TEXTAUSZUG>
════

Schwäbische Zeitung (Alb-Donau)

Von Wehmut und Selbstzers­törung

Isolation Berlin vereinen auf ihrem zweiten Album Negativitä­t, Tiefe und Witz

- Von Alexandra Stahl

BERLIN (dpa) - „Mitten in Berlin träume ich von Wien“– so schlimm? Allerdings. Die Welt ist nicht schöner geworden, und die Liebe funktionie­rt immer noch nicht: Isolation Berlin, die Band rund um Sänger Tobias Bamborschk­e irgendwo zwischen Pop und Punk, leidet weiter an der Großstadt und am Leben und macht daraus Kunst für alle, denen es genauso geht. „Vergifte Dich“heißt das zweite Album, und das ist wörtlich gemeint: Wenn man keinen Sinn mehr sieht, gibt es immer noch Rauschgift, skandiert Bamborschk­e und setzt damit den Ton, der irgendwo zwischen Wehmut und Selbstzers­törung liegt.

════

VORLIEGENDE ANGABEN>
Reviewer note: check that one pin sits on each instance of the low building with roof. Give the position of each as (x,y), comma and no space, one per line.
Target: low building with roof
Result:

════

AUFGABENSTELLUNG>
Wiederhole den Textauszug über das zweite Album von Isolation Berlin vollständig und Wort für Wort. Stütze dich ausschließlich auf den Textauszug.

VOLLSTÄNDIGE ANTWORT>
Schwäbische Zeitung (Alb-Donau)

Von Wehmut und Selbstzers­törung

Isolation Berlin vereinen auf ihrem zweiten Album Negativitä­t, Tiefe und Witz

- Von Alexandra Stahl

BERLIN (dpa) - „Mitten in Berlin träume ich von Wien“– so schlimm? Allerdings. Die Welt ist nicht schöner geworden, und die Liebe funktionie­rt immer noch nicht: Isolation Berlin, die Band rund um Sänger Tobias Bamborschk­e irgendwo zwischen Pop und Punk, leidet weiter an der Großstadt und am Leben und macht daraus Kunst für alle, denen es genauso geht. „Vergifte Dich“heißt das zweite Album, und das ist wörtlich gemeint: Wenn man keinen Sinn mehr sieht, gibt es immer noch Rauschgift, skandiert Bamborschk­e und setzt damit den Ton, der irgendwo zwischen Wehmut und Selbstzers­törung liegt.